* Begin *
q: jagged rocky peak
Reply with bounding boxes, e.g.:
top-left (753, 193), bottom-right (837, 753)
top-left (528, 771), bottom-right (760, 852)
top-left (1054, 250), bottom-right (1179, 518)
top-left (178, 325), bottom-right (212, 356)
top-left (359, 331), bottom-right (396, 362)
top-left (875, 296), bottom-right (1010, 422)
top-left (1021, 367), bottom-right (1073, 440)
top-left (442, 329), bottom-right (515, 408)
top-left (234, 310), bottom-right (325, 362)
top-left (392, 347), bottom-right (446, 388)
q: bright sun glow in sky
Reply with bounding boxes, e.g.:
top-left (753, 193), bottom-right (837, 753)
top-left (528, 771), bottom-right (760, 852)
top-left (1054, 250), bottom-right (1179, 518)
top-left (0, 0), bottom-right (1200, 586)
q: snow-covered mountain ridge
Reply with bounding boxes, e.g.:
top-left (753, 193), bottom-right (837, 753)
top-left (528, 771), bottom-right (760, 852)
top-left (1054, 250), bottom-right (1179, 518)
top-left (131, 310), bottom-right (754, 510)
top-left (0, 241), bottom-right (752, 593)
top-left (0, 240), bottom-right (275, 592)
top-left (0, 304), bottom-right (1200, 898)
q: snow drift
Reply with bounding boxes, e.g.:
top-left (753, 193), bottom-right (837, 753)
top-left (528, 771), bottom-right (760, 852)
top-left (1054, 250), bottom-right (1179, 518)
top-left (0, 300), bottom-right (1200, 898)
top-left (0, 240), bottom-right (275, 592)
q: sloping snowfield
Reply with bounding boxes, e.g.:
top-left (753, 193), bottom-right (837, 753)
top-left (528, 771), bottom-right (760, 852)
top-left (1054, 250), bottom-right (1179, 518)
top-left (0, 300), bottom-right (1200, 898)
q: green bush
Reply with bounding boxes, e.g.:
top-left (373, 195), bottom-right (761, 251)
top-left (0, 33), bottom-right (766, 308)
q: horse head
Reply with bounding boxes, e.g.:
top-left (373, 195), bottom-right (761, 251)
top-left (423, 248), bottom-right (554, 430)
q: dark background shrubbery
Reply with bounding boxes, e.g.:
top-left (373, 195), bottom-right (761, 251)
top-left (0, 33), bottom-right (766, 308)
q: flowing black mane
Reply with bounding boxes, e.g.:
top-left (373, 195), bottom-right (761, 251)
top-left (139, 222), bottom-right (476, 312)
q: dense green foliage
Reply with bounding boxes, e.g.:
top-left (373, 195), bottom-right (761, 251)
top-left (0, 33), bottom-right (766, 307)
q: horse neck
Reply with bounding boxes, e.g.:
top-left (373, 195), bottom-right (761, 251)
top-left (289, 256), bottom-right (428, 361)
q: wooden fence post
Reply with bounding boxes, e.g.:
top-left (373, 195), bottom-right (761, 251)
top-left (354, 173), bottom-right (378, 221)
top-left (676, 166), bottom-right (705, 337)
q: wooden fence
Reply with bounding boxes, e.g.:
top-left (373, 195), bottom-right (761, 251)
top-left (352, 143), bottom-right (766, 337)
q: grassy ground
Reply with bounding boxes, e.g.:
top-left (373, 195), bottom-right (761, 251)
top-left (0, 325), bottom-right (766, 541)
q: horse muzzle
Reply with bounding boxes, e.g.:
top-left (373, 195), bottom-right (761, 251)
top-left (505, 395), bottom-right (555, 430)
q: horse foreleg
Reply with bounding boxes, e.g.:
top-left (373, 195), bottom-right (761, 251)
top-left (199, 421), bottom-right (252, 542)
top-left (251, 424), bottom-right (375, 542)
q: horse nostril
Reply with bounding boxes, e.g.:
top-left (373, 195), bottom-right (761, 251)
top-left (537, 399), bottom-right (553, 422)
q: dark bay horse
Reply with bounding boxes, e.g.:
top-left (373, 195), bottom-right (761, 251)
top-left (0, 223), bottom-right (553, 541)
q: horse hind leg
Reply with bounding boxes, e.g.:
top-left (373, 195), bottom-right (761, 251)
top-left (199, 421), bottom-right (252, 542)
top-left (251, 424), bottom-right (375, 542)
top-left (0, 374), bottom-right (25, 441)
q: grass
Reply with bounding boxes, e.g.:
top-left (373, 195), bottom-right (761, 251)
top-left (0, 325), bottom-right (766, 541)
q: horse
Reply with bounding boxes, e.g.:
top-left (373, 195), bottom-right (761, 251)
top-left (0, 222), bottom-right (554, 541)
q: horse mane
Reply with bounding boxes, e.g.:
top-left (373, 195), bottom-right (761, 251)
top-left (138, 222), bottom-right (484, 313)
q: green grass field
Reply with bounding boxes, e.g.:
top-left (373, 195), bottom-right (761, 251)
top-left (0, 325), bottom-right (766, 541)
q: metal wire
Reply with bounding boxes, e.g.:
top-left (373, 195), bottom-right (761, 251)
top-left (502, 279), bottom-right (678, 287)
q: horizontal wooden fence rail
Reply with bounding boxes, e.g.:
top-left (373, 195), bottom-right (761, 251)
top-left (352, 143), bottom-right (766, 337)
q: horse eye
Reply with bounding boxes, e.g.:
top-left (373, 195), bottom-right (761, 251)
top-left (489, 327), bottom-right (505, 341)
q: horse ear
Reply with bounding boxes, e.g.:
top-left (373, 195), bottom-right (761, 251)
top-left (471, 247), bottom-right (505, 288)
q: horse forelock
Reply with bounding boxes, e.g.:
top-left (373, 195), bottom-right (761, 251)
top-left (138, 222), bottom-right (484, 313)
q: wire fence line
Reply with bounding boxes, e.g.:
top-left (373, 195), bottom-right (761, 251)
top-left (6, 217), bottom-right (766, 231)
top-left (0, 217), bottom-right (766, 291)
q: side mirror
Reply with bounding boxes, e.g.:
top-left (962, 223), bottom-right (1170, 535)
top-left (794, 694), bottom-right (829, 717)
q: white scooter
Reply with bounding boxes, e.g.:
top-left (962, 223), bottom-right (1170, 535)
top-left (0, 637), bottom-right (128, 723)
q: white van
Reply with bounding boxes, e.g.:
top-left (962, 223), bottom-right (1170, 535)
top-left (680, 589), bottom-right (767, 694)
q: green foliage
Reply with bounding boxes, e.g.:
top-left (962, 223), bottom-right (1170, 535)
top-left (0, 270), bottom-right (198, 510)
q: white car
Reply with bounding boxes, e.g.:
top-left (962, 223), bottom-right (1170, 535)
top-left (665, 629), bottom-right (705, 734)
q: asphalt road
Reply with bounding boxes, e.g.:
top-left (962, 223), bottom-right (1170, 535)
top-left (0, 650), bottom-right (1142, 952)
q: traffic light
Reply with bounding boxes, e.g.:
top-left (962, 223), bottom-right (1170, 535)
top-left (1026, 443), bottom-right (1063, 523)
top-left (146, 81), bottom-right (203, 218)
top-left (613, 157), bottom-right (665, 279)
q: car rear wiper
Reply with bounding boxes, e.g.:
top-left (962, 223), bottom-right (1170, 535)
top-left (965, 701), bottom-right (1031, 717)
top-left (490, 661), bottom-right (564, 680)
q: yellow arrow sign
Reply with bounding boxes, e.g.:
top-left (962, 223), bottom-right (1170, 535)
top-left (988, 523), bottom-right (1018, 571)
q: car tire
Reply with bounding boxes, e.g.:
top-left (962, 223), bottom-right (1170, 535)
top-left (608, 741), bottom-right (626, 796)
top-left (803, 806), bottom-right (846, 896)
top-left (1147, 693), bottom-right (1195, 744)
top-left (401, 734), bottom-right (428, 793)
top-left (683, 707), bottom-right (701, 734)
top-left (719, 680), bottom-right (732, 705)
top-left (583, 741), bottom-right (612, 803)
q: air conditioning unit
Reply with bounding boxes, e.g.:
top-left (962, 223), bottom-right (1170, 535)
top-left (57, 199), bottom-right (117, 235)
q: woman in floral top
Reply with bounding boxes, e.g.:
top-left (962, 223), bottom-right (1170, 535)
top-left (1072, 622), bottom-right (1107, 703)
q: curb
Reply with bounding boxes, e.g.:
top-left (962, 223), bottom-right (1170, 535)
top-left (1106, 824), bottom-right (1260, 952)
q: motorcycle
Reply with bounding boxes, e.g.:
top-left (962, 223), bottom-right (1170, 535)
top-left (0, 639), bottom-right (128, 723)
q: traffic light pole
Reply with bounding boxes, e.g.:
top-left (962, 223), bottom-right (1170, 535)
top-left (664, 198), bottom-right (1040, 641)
* End *
Reproduce the entries from the start through the line containing "top-left (0, 304), bottom-right (1200, 898)", replacing "jagged rocky peak" with "sharp rocky summit" and leaving all else unchanged.

q: sharp rocky summit
Reply with bounding boxes, e.g.:
top-left (753, 193), bottom-right (837, 753)
top-left (528, 771), bottom-right (760, 852)
top-left (1054, 250), bottom-right (1179, 518)
top-left (178, 325), bottom-right (212, 356)
top-left (359, 331), bottom-right (396, 362)
top-left (875, 296), bottom-right (1010, 422)
top-left (1021, 367), bottom-right (1073, 440)
top-left (442, 329), bottom-right (515, 408)
top-left (234, 310), bottom-right (325, 362)
top-left (392, 347), bottom-right (446, 388)
q: bright sun glow in sky
Reply with bounding boxes, e.g.:
top-left (753, 193), bottom-right (837, 753)
top-left (528, 771), bottom-right (760, 852)
top-left (1054, 250), bottom-right (1179, 518)
top-left (0, 0), bottom-right (1200, 586)
q: snow-covered mountain ridge
Reply with bounding boxes, e.g.:
top-left (753, 193), bottom-right (837, 753)
top-left (528, 771), bottom-right (760, 852)
top-left (1054, 250), bottom-right (1179, 518)
top-left (131, 310), bottom-right (754, 510)
top-left (0, 241), bottom-right (752, 593)
top-left (0, 240), bottom-right (275, 592)
top-left (0, 304), bottom-right (1200, 898)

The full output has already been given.